_TEXT BLOCK_
Really, though, I suspect brand bigotry is an underrated factor in the consumer/brand dynamic: How much are we motivated not by the brands we love, but by the brands we shun? If brand and identity are (or can be) tied together, isn’t the shun factor pretty crucial? If you have a very clear picture notion of the brands you simply won’t consider associating with, it makes shopping that much easier.

No wonder department stores are segregated by brand.

Burdens of Wealth, Part 2: Watch out

Following up on yesterday’s post about Robert Frank’s book Richistan: I mentioned my favorite example of how wealthy consumers feel compelled to move on from anything that gets too widely adapted was in the category of watches. I have been interested in the watch market for some time, without ever really coming up with a good way to write about it.

_EXERCISE SET_
a) According to the passage, in what category was the writer's favorite example of wealthy consumers moving on from anything too widely adopted?
b) Swap "department stores" for "shopping malls" and write out the passage from "No wonder department" down to "write about it.".

Records excerpted from a collection:
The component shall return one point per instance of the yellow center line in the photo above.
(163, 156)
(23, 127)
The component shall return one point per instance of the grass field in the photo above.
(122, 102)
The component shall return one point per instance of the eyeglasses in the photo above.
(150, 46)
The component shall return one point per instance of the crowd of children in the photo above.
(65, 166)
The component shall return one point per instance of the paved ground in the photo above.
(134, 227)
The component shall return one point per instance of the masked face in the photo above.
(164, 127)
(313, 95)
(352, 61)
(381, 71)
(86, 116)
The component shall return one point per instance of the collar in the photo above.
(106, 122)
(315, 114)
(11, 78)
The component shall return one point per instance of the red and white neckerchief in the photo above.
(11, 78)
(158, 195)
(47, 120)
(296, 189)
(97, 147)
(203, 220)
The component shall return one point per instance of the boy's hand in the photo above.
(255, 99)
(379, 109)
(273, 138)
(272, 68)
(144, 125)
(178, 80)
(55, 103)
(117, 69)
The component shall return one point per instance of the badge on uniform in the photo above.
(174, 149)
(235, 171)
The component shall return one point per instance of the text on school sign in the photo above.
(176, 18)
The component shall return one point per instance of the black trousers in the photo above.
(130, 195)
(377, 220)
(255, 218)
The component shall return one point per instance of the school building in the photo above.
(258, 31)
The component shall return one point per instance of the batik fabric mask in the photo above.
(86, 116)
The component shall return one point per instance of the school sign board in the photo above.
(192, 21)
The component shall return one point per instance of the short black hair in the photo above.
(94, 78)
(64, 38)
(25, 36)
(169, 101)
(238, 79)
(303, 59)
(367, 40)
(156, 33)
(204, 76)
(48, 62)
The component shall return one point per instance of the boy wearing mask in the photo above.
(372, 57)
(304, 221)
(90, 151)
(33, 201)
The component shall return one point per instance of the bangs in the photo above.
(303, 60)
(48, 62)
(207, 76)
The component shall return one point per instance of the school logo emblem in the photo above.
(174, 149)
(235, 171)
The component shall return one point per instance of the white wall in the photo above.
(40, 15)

_OUTPUTS BY TASK_
a) Watches.

b)
No wonder shopping malls are segregated by brand.

Burdens of Wealth, Part 2: Watch out

Following up on yesterday’s post about Robert Frank’s book Richistan: I mentioned my favorite example of how wealthy consumers feel compelled to move on from anything that gets too widely adapted was in the category of watches. I have been interested in the watch market for some time, without ever really coming up with a good way to write about it.